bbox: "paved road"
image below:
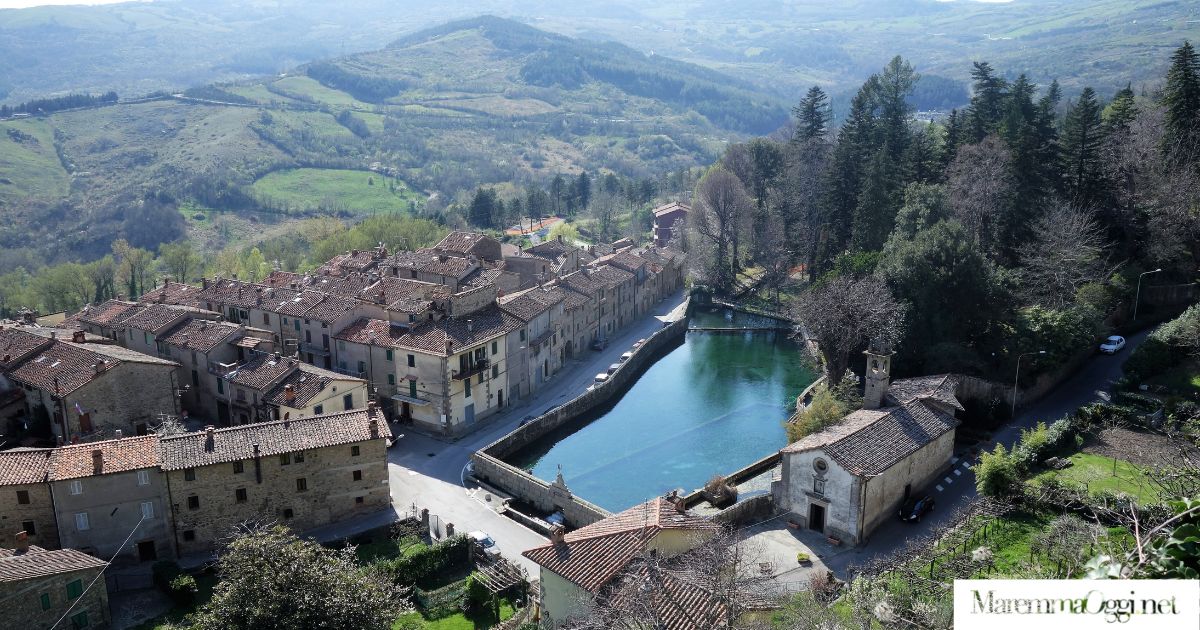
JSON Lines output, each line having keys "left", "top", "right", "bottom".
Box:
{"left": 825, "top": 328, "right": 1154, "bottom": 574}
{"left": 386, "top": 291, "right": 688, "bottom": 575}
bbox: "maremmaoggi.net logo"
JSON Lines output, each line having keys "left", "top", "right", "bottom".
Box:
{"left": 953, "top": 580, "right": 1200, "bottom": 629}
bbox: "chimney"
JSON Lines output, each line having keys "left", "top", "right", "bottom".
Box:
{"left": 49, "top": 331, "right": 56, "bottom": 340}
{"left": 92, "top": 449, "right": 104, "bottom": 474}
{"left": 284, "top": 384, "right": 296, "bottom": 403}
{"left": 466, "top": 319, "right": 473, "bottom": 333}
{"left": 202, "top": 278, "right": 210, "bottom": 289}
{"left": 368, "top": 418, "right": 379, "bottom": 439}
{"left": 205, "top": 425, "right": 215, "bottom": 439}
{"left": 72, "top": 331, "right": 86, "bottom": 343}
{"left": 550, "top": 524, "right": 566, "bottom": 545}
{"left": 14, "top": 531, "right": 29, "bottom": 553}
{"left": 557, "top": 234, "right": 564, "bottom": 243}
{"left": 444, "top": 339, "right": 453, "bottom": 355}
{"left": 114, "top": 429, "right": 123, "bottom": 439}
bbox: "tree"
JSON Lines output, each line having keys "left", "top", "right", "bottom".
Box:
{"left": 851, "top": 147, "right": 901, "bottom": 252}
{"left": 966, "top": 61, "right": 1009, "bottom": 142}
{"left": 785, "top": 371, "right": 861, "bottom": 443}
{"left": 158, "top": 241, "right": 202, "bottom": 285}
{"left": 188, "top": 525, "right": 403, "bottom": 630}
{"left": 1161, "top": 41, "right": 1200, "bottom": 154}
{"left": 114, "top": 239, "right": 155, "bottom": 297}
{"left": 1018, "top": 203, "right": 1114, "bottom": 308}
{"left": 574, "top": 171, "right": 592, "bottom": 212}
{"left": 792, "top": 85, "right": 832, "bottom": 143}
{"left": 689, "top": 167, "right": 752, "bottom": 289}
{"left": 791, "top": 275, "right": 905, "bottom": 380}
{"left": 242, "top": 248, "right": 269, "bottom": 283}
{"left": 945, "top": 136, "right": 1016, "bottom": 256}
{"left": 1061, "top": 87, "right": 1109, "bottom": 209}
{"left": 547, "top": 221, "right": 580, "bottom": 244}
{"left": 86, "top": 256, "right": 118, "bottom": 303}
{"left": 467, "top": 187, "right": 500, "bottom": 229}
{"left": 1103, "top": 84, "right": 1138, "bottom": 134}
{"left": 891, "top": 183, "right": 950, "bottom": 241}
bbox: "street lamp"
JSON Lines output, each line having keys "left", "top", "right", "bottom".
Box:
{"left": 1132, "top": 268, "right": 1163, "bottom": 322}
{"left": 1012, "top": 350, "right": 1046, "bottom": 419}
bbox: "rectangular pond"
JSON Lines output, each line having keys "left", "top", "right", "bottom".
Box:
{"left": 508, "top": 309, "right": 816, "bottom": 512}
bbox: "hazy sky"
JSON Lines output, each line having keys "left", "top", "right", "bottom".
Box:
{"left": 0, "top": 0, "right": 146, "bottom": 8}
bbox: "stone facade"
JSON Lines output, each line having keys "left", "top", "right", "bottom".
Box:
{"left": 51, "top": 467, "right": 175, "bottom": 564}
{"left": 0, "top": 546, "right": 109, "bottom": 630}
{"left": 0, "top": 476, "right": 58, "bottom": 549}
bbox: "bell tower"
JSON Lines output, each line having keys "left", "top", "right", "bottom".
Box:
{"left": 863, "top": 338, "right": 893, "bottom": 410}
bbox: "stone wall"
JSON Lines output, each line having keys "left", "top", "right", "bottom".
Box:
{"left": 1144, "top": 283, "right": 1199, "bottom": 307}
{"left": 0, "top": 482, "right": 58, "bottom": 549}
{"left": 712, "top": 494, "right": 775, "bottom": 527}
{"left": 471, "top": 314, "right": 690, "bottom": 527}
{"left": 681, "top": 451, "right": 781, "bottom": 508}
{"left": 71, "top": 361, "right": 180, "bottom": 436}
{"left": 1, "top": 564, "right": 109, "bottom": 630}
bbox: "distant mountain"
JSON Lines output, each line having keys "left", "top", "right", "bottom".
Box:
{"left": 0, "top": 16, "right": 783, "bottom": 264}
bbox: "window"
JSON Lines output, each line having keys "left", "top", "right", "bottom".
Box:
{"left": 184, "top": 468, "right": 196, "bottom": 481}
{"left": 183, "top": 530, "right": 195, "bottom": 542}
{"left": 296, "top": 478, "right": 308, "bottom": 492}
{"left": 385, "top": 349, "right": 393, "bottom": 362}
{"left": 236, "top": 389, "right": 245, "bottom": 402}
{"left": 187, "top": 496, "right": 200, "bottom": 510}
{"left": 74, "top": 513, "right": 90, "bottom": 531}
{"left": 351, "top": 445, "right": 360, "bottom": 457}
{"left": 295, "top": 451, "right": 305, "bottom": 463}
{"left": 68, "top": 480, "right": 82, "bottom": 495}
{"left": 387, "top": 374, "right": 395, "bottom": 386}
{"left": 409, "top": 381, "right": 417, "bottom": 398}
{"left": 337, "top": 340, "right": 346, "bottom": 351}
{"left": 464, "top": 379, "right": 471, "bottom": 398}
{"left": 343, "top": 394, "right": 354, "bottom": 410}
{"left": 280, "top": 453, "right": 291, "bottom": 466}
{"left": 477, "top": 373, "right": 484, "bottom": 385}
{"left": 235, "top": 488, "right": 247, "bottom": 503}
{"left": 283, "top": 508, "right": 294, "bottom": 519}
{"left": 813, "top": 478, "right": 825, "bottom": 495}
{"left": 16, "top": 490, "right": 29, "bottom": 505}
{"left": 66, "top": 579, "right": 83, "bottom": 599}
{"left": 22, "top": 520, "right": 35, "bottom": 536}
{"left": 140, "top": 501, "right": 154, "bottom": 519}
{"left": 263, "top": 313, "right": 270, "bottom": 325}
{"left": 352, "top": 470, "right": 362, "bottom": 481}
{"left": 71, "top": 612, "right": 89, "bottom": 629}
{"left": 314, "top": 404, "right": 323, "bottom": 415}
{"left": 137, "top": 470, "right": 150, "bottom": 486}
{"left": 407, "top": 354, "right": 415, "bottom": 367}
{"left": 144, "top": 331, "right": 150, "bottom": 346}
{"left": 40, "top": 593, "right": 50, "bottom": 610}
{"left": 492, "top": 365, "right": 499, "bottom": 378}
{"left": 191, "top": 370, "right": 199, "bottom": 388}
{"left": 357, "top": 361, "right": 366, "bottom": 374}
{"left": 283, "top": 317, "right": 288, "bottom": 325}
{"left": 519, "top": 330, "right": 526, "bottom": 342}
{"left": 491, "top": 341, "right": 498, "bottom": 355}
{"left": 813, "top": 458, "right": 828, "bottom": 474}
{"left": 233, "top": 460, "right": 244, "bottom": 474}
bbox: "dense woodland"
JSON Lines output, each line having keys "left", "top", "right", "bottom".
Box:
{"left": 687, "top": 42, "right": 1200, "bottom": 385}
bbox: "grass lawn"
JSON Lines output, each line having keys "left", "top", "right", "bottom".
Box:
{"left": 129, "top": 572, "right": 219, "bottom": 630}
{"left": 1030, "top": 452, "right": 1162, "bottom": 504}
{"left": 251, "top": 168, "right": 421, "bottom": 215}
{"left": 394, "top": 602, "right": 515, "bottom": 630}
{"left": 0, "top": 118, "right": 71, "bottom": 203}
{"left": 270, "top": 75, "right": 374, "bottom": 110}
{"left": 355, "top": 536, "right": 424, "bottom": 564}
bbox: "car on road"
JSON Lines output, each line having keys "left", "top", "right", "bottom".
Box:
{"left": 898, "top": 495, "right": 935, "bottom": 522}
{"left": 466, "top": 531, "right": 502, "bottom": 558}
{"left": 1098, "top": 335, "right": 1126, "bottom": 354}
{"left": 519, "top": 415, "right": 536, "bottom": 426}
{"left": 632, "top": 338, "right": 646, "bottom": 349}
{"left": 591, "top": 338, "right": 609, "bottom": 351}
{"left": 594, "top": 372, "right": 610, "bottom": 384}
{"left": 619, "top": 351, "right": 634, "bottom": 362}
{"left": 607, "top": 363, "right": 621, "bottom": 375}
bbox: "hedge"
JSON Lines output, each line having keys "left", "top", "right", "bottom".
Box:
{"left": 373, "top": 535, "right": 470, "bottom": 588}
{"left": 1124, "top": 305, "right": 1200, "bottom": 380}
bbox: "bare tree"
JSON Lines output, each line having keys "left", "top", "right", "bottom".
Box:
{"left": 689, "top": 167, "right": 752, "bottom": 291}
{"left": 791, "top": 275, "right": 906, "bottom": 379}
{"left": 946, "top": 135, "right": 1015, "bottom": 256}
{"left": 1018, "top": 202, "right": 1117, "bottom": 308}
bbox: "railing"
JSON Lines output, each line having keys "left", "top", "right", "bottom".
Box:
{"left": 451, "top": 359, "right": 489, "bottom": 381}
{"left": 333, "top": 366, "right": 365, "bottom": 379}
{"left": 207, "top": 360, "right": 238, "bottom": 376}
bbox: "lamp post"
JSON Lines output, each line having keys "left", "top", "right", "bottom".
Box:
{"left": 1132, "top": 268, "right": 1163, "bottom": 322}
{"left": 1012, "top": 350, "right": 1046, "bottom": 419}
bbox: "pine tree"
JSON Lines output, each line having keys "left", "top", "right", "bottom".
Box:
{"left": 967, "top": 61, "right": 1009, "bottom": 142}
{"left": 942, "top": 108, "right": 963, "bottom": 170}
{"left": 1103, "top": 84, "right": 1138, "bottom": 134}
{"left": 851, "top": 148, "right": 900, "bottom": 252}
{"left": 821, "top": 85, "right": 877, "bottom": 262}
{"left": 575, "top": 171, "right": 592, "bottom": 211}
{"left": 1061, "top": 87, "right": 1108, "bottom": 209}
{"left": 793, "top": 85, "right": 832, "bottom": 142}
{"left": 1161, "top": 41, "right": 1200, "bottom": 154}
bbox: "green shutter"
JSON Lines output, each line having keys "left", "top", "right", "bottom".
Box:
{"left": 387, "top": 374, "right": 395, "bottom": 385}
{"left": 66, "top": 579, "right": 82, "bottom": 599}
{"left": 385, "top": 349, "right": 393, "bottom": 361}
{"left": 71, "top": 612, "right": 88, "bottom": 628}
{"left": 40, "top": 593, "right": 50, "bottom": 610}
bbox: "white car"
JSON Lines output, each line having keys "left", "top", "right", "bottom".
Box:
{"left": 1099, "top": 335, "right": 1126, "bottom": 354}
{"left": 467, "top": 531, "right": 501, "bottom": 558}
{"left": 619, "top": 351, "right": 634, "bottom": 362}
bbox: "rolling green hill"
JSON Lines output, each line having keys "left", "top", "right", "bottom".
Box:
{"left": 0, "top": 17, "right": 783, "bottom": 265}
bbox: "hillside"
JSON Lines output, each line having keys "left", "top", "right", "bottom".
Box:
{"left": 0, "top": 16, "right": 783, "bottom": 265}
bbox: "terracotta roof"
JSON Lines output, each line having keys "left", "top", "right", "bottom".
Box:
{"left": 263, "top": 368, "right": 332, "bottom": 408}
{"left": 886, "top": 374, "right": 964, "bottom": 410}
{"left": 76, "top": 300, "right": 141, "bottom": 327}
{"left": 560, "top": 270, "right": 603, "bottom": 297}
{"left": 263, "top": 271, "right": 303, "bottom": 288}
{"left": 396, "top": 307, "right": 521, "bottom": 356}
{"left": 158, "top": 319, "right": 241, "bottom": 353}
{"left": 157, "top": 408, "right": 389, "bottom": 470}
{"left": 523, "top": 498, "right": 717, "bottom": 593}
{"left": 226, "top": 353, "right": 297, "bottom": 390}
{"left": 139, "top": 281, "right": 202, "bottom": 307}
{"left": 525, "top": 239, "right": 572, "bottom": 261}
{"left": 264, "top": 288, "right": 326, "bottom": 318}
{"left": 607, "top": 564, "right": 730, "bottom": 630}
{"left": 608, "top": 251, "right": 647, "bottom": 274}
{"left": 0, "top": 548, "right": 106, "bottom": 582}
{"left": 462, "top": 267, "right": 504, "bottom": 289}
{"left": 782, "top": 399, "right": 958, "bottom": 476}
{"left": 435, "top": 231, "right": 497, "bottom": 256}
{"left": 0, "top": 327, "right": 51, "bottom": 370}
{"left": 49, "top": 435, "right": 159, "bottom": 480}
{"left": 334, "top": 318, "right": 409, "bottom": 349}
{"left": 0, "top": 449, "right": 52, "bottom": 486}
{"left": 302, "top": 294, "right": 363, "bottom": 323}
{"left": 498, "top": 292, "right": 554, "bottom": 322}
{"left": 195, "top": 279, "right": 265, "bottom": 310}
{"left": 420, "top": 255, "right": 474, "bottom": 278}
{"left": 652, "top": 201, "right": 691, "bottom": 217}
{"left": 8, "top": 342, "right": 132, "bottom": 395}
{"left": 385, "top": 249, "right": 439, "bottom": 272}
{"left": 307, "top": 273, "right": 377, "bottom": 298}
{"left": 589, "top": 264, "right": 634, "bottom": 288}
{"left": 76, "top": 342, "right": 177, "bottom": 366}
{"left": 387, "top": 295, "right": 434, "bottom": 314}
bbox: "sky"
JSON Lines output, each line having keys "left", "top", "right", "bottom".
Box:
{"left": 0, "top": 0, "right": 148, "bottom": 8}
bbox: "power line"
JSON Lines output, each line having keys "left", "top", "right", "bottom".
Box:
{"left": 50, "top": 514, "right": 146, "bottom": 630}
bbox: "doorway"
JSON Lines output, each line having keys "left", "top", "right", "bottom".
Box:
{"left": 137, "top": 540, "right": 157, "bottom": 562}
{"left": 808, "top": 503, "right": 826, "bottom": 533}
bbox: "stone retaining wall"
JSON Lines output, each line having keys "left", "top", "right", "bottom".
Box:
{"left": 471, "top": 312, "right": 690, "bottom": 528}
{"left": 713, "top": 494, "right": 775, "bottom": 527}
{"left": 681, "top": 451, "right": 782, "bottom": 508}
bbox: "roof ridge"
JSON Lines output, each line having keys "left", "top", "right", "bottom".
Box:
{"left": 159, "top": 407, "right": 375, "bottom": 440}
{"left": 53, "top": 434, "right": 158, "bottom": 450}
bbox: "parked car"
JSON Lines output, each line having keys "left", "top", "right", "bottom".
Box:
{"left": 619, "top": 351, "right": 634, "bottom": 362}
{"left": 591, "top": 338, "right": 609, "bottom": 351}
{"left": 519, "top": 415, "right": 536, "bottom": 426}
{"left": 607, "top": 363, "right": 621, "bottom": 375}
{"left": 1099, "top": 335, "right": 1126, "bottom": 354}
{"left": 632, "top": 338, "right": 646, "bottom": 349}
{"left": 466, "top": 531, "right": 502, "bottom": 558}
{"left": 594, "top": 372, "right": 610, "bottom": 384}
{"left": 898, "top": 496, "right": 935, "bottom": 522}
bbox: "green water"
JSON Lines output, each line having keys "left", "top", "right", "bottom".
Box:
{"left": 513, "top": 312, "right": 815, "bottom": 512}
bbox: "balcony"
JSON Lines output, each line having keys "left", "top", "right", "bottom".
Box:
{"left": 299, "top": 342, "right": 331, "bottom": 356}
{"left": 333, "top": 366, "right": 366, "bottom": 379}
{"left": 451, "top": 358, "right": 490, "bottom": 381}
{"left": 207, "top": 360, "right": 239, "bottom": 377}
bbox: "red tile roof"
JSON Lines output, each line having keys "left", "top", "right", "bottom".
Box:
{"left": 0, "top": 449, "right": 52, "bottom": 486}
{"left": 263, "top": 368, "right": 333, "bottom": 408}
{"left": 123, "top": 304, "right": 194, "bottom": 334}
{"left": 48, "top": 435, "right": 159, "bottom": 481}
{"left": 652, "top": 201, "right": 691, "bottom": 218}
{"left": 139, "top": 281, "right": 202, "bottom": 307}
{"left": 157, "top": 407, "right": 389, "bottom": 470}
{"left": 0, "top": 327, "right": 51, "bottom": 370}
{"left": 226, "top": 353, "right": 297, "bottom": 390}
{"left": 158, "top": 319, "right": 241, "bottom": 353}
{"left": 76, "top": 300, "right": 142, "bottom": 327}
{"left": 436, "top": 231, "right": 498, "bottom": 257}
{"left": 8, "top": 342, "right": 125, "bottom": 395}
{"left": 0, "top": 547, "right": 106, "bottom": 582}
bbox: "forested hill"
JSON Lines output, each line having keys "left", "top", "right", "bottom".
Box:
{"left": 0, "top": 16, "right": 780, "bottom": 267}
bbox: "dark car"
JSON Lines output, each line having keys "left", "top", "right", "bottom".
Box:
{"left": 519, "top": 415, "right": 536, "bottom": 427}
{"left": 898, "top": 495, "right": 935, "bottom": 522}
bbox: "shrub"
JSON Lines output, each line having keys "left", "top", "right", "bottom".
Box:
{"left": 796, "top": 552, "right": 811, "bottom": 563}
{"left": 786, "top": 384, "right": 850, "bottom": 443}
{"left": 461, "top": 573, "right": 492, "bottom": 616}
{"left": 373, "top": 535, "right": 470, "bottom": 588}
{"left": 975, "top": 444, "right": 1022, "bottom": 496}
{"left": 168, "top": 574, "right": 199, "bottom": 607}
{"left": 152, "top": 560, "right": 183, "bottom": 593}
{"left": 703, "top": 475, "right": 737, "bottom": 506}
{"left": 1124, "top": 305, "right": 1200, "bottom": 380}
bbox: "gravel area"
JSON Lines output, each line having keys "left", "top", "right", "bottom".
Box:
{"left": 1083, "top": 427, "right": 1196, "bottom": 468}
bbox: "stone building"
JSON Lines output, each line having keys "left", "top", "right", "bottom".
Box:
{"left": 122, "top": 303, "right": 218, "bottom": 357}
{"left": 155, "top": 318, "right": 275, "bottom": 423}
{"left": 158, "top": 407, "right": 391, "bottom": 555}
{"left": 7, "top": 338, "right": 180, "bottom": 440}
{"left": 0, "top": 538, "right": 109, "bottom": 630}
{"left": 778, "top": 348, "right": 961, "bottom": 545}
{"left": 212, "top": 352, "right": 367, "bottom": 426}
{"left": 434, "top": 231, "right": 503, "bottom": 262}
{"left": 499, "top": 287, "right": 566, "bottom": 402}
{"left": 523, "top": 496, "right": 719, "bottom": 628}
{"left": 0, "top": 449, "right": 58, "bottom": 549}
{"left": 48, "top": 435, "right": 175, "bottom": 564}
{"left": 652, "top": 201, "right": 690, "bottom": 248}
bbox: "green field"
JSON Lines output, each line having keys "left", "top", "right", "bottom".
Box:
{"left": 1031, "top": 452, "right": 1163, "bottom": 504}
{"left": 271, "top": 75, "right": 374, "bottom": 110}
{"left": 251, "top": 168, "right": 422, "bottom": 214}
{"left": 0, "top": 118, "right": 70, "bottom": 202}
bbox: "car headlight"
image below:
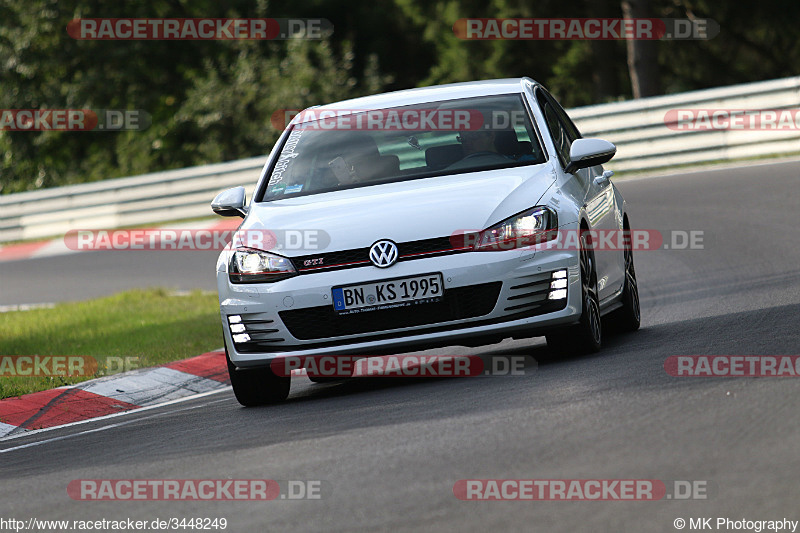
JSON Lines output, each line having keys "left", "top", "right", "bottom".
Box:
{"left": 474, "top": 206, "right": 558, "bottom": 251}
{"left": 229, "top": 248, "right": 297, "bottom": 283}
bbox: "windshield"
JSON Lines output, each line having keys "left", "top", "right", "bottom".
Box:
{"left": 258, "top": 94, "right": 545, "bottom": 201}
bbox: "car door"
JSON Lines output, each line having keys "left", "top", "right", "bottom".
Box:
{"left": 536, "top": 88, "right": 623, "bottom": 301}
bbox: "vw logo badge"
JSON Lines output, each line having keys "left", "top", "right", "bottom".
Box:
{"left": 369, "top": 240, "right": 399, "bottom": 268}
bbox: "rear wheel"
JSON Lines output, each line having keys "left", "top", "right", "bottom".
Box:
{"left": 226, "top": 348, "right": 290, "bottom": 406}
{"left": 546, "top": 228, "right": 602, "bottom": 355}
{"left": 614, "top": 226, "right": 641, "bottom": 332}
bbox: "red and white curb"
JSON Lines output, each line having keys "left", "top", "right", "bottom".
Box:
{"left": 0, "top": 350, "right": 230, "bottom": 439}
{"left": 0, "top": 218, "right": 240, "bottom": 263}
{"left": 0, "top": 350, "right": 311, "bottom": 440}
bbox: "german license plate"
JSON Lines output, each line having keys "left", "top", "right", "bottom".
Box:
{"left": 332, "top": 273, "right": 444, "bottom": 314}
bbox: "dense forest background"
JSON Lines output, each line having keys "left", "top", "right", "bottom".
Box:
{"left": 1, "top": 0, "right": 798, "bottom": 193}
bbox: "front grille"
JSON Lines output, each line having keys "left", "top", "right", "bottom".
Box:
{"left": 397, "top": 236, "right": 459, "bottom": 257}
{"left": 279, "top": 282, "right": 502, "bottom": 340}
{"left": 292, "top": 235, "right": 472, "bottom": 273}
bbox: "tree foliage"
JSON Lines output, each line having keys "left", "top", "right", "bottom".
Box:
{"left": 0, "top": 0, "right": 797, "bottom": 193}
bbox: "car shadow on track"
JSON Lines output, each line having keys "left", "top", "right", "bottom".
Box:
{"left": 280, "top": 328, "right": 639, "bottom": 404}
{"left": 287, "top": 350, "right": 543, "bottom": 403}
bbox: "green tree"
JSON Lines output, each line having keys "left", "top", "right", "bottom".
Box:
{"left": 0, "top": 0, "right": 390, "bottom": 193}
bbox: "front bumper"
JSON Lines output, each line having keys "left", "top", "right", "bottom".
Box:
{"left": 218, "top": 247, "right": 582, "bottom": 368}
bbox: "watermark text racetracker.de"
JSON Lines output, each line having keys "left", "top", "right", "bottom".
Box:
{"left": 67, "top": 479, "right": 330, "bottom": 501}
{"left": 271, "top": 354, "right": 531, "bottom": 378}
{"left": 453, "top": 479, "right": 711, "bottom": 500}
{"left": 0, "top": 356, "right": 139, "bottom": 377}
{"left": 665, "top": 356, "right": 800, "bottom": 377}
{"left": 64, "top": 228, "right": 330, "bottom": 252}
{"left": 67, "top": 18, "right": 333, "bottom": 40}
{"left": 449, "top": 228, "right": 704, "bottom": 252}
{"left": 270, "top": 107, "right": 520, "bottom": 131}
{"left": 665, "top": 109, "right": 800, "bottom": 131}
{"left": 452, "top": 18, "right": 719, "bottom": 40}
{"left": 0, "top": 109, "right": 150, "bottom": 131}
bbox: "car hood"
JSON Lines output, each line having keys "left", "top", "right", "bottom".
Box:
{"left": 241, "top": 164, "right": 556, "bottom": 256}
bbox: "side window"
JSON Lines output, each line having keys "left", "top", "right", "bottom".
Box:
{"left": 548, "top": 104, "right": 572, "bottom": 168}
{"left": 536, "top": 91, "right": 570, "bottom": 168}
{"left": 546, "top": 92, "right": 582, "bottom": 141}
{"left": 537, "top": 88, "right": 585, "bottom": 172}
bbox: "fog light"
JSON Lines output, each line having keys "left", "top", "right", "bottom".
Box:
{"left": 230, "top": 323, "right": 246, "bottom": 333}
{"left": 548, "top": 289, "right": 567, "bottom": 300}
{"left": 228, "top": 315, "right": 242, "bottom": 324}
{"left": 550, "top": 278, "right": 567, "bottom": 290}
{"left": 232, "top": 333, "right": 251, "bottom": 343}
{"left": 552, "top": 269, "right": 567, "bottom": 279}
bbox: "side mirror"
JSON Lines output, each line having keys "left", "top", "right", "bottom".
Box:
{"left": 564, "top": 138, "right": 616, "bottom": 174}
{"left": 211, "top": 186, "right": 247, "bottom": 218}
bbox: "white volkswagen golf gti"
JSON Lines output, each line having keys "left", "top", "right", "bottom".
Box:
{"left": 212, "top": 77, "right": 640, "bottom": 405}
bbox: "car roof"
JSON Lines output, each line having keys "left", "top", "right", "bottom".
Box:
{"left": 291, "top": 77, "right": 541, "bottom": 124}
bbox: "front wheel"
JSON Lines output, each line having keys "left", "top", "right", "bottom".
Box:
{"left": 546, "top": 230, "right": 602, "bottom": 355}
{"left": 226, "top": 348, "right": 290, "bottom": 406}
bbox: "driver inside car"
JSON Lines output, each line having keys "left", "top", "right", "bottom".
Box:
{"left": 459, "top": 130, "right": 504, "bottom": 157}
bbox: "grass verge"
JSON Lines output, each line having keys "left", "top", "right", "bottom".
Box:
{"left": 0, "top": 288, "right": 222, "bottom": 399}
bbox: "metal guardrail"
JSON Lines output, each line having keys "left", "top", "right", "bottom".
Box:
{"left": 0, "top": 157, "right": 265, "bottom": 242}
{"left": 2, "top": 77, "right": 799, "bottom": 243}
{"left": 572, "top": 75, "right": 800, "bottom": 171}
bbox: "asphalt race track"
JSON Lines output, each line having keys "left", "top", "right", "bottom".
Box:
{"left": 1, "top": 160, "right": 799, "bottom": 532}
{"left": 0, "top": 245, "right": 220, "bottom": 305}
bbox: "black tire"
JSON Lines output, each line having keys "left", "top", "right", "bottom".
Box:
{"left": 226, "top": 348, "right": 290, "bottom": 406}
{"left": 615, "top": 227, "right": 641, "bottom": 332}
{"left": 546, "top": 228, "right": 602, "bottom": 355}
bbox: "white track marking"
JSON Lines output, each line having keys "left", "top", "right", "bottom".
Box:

:::::

• _WHAT NEEDS TO BE DONE_:
What lines in the listing contain "logo"? Copy them all.

• _RESULT FOR THIS EXERCISE_:
bbox: "maremmaoggi.net logo"
bbox: "vw logo badge"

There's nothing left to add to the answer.